#### [Stored rows]
══════════════════════════════

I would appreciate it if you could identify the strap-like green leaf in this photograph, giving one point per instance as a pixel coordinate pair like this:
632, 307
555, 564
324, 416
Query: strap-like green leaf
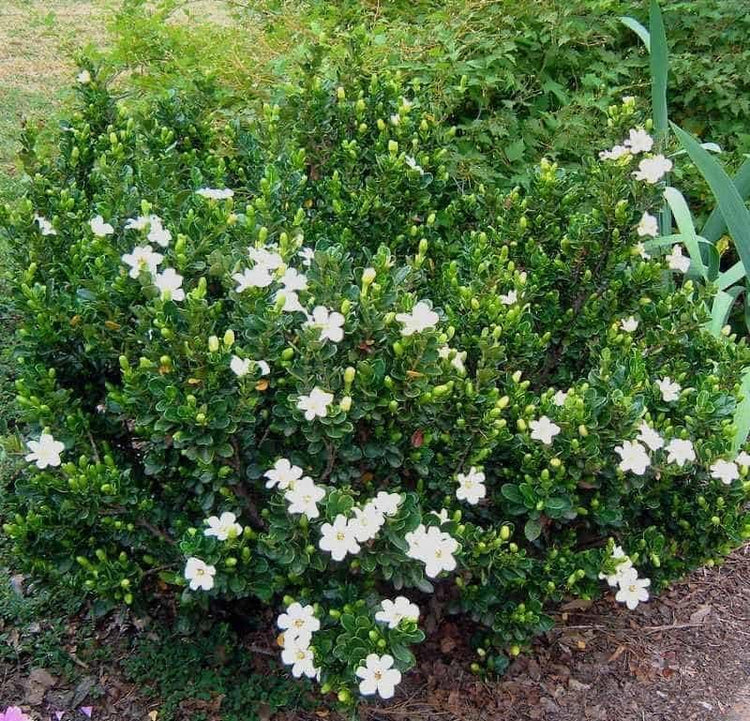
715, 225
736, 215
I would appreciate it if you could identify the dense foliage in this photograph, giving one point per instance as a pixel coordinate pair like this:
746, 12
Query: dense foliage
391, 383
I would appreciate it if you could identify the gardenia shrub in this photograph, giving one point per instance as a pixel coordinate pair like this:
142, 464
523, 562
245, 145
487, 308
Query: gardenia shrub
289, 358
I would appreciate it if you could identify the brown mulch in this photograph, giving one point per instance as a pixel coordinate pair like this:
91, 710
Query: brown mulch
684, 656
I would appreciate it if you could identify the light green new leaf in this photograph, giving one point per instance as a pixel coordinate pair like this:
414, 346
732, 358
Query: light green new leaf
638, 29
730, 203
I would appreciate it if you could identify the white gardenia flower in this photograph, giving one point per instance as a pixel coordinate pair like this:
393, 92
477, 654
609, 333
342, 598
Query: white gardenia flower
215, 193
298, 621
142, 258
639, 141
298, 654
544, 430
367, 522
471, 486
303, 497
338, 539
387, 503
725, 471
330, 324
169, 282
378, 676
632, 589
680, 451
650, 437
316, 404
652, 170
648, 226
634, 457
293, 280
420, 318
393, 612
617, 152
99, 228
200, 574
45, 227
223, 527
622, 565
307, 255
240, 366
678, 261
256, 277
45, 452
670, 390
283, 474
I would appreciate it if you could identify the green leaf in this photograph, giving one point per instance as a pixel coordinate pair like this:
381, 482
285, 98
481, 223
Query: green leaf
736, 215
638, 29
715, 226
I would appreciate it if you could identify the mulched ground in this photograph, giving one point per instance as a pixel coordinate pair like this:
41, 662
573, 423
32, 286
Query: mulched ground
684, 656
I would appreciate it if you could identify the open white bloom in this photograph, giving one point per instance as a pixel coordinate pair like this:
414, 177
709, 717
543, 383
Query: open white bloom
268, 259
298, 654
329, 323
652, 170
142, 258
650, 437
45, 227
293, 280
223, 527
215, 193
639, 141
240, 366
367, 522
634, 457
420, 318
387, 503
471, 486
622, 564
509, 298
99, 228
670, 390
303, 497
393, 612
44, 452
544, 430
725, 471
617, 152
632, 589
678, 261
338, 539
200, 574
298, 621
680, 451
629, 325
169, 282
283, 474
378, 676
307, 255
648, 226
316, 404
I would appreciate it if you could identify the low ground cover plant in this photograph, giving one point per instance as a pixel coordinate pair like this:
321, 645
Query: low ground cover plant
292, 358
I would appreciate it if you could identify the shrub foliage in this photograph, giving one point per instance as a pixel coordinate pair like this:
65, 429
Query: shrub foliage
482, 338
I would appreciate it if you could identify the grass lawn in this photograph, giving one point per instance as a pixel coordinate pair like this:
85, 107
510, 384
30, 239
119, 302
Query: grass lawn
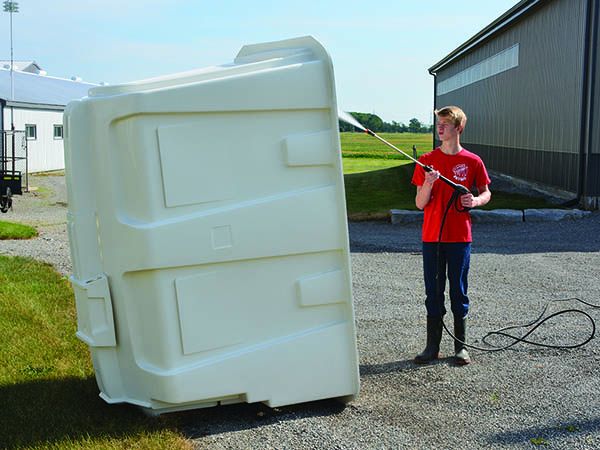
10, 230
377, 178
47, 387
361, 145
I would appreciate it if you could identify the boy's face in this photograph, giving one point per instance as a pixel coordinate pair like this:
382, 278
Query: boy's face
446, 129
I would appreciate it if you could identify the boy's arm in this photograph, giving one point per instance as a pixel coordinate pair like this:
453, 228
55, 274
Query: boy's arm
470, 201
424, 191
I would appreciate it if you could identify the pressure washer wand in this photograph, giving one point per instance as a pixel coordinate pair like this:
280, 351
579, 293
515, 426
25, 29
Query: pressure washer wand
457, 187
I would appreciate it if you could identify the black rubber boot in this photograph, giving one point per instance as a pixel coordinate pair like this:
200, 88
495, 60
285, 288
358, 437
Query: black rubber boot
434, 337
460, 332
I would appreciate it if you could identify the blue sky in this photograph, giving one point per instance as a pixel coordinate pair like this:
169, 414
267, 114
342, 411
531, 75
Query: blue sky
380, 50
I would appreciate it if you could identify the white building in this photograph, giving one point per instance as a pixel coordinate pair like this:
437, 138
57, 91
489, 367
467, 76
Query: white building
36, 106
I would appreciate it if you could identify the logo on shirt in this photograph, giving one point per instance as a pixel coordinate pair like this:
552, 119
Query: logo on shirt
460, 172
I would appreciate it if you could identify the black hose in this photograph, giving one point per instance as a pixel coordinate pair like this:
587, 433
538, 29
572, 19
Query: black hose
454, 200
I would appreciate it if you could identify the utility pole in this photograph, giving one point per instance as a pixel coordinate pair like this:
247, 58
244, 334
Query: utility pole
11, 7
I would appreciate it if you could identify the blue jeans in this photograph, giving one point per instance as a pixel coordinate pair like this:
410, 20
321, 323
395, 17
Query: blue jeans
455, 258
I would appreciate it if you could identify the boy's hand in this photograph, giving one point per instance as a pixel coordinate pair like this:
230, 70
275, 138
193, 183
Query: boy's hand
468, 201
431, 177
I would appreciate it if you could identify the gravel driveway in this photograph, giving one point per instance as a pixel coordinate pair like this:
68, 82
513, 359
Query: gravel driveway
502, 400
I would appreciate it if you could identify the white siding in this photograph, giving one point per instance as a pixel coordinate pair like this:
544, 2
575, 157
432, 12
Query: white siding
45, 152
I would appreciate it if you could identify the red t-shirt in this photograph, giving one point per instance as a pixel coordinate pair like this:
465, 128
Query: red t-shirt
464, 168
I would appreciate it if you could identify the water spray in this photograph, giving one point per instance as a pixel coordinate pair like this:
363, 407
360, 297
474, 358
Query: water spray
459, 189
352, 121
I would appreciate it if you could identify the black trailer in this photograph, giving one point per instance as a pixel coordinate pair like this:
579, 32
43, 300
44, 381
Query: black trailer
12, 145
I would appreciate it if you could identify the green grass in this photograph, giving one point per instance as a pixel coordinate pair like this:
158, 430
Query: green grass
48, 391
370, 194
378, 178
361, 145
10, 230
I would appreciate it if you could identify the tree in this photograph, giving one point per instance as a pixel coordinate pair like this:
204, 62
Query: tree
414, 125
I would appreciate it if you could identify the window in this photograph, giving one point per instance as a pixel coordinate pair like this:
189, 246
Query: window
31, 132
500, 62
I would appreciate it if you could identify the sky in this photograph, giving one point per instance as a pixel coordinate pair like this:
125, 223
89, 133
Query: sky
381, 50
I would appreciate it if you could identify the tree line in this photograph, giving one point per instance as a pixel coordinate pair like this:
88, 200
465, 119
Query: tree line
375, 124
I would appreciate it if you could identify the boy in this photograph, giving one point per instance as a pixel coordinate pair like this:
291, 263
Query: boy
462, 167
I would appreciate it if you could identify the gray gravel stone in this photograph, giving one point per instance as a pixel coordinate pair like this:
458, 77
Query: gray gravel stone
502, 400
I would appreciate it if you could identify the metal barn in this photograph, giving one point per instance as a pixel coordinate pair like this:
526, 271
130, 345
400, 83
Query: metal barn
527, 83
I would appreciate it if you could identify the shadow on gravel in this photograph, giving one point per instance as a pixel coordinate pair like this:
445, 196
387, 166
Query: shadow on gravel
582, 235
549, 433
243, 416
403, 366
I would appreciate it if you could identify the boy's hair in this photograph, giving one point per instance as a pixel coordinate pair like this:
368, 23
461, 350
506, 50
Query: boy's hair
455, 114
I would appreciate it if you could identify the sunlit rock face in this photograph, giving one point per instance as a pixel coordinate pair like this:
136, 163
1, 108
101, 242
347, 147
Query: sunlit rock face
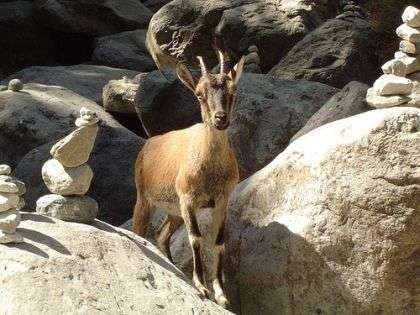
183, 29
331, 225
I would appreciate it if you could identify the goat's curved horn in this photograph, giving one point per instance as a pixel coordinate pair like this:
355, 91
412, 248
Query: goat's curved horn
202, 65
222, 62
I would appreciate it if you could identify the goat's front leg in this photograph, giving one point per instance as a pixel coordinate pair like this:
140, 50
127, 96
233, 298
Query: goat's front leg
218, 233
194, 236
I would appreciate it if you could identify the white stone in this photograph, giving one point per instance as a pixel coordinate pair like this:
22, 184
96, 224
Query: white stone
80, 122
6, 238
329, 220
81, 209
389, 84
10, 184
15, 85
75, 149
409, 33
409, 47
68, 268
8, 201
21, 204
65, 180
9, 220
411, 16
375, 100
400, 54
412, 64
6, 185
395, 66
5, 169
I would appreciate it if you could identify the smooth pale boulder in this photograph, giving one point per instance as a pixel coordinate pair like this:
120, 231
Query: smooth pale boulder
6, 238
66, 181
75, 149
411, 16
331, 225
5, 169
409, 47
377, 101
82, 209
97, 269
8, 201
9, 221
390, 84
409, 33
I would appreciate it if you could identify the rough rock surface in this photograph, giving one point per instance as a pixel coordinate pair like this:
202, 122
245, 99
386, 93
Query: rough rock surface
124, 50
26, 42
268, 112
183, 29
41, 114
97, 279
332, 228
92, 17
66, 181
81, 209
350, 101
75, 149
86, 80
339, 51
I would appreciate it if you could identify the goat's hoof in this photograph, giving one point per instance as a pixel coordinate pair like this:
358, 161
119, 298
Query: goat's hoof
222, 301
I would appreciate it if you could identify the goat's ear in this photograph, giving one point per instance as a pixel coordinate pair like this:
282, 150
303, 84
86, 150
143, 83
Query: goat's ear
236, 72
186, 77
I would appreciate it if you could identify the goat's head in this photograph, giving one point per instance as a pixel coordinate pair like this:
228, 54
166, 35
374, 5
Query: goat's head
215, 92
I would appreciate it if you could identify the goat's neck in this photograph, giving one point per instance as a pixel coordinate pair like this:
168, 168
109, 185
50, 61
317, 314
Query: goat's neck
215, 142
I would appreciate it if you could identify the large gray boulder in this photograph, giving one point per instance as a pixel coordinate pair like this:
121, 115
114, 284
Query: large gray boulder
23, 42
38, 116
331, 225
124, 50
75, 268
350, 101
268, 112
183, 29
86, 80
337, 52
92, 17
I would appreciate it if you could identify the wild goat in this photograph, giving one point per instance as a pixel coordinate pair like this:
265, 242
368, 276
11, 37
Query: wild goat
185, 170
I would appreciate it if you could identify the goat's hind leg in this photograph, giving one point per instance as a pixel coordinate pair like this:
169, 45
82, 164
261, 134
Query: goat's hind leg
218, 250
164, 233
194, 236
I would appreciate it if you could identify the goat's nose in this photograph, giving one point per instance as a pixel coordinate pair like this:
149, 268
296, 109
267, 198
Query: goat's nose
221, 117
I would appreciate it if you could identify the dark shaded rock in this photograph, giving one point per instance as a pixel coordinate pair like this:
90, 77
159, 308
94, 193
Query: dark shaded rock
183, 29
268, 112
339, 51
38, 116
350, 101
86, 80
92, 17
125, 50
23, 42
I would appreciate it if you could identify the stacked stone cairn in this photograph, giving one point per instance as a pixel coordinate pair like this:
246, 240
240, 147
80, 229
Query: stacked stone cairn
68, 176
400, 83
11, 201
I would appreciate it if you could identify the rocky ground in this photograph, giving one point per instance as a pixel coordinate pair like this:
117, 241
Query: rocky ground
327, 138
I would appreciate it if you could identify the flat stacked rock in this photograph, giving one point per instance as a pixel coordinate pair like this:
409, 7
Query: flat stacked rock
68, 176
400, 84
11, 201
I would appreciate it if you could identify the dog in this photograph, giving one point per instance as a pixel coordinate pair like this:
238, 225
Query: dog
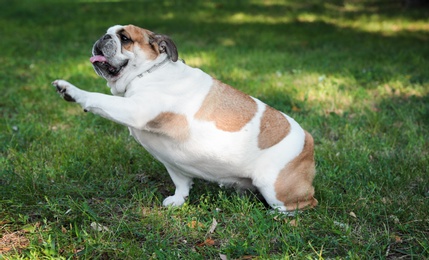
197, 126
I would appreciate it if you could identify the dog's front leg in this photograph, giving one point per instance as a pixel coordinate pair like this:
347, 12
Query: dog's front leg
118, 109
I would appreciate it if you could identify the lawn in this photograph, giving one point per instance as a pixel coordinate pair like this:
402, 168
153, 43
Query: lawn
355, 74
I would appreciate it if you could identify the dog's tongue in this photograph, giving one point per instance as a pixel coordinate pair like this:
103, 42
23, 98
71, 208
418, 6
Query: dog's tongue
97, 58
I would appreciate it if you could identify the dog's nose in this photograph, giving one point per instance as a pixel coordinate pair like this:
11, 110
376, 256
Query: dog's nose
106, 37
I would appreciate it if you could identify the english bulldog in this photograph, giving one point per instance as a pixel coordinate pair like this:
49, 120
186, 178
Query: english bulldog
196, 125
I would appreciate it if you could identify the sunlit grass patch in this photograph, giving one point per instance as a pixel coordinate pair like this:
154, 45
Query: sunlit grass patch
352, 73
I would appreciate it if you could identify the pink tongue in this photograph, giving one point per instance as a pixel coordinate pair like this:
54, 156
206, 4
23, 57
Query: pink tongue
97, 58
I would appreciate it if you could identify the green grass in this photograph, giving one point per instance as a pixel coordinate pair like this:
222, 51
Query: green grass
353, 73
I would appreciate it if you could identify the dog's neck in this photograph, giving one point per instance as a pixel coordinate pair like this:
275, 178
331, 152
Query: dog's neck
119, 87
153, 68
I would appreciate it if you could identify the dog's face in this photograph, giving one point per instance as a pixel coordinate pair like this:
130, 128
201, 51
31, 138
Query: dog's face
125, 48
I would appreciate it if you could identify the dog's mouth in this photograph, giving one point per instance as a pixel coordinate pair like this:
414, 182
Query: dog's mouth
101, 63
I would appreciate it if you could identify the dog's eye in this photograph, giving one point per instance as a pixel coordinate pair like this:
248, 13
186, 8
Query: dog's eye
124, 39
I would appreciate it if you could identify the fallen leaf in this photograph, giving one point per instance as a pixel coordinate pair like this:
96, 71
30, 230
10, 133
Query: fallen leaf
195, 224
398, 239
213, 226
98, 227
207, 242
293, 223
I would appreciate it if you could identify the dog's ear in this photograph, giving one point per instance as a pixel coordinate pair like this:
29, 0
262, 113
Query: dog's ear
166, 45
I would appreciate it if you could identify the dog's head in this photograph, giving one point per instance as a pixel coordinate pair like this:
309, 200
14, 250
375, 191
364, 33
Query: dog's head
125, 48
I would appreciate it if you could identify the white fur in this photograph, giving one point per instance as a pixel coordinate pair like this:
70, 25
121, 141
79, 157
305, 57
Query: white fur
209, 153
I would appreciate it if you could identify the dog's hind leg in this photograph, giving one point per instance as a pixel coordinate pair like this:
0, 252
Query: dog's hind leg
183, 185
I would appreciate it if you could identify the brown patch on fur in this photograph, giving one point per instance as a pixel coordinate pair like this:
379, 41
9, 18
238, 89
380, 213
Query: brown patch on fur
229, 108
274, 128
170, 124
294, 184
140, 39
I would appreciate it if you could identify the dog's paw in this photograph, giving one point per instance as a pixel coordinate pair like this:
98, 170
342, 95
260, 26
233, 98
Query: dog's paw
64, 89
173, 201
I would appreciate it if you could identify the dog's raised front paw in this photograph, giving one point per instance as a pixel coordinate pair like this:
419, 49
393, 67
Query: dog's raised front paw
63, 88
173, 201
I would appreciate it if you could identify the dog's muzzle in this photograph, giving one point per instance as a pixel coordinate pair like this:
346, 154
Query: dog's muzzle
103, 59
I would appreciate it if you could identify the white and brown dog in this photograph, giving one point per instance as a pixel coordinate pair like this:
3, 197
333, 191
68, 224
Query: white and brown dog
197, 126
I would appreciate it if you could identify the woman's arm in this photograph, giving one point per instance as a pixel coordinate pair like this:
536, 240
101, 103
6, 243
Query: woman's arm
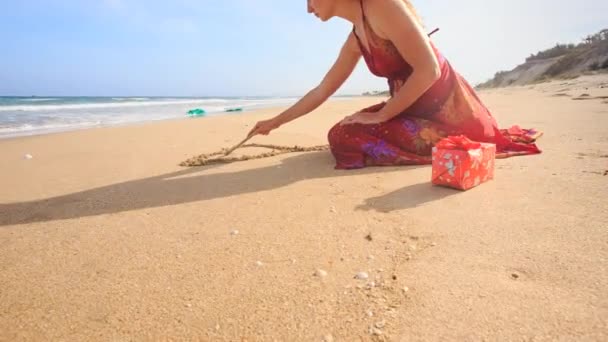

══════════════════════════════

#### [Written instruction]
Locate and copy every line in the listing above that contains the word "mouth". Case counts.

#### [Final result]
I would appreciate it if you could identify the dog's mouth in this photograph, giving one point per instance as a pixel coordinate pair like this:
Query: dog's mouth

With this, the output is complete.